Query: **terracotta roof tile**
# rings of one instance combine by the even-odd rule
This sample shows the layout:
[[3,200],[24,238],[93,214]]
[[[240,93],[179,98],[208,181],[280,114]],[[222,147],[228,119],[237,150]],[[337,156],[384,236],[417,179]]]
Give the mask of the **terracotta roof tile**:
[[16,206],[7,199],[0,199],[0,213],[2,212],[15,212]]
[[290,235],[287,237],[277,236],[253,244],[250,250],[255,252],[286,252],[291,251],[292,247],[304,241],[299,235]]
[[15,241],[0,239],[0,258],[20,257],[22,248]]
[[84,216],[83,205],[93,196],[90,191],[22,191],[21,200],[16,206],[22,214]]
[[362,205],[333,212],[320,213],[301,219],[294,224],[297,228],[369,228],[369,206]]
___
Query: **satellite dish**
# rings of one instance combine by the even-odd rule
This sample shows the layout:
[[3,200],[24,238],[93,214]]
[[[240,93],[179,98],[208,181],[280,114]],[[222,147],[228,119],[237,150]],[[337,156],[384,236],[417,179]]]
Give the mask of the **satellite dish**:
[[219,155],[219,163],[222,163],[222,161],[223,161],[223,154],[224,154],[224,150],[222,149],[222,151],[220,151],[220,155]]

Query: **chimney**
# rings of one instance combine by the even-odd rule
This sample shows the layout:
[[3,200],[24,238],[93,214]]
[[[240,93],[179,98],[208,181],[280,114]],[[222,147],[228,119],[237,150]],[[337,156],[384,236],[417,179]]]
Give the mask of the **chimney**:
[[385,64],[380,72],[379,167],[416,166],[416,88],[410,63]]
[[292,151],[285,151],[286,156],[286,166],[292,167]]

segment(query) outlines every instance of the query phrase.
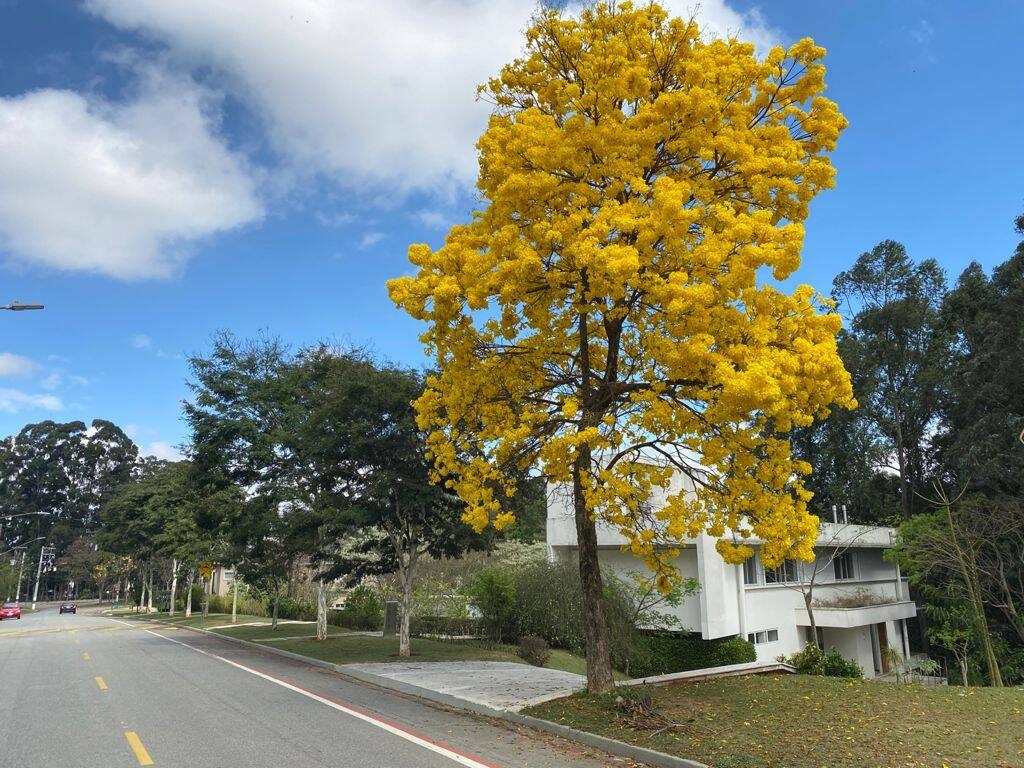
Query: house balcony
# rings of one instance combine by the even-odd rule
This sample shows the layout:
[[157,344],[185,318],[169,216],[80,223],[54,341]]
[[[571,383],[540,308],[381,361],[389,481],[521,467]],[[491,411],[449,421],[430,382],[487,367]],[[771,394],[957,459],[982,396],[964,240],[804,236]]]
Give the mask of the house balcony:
___
▶ EXERCISE REQUIREMENTS: Lines above with the string "balcony" need to be found and copied.

▶ TASK ANSWER:
Query: house balcony
Give the mask of the house balcony:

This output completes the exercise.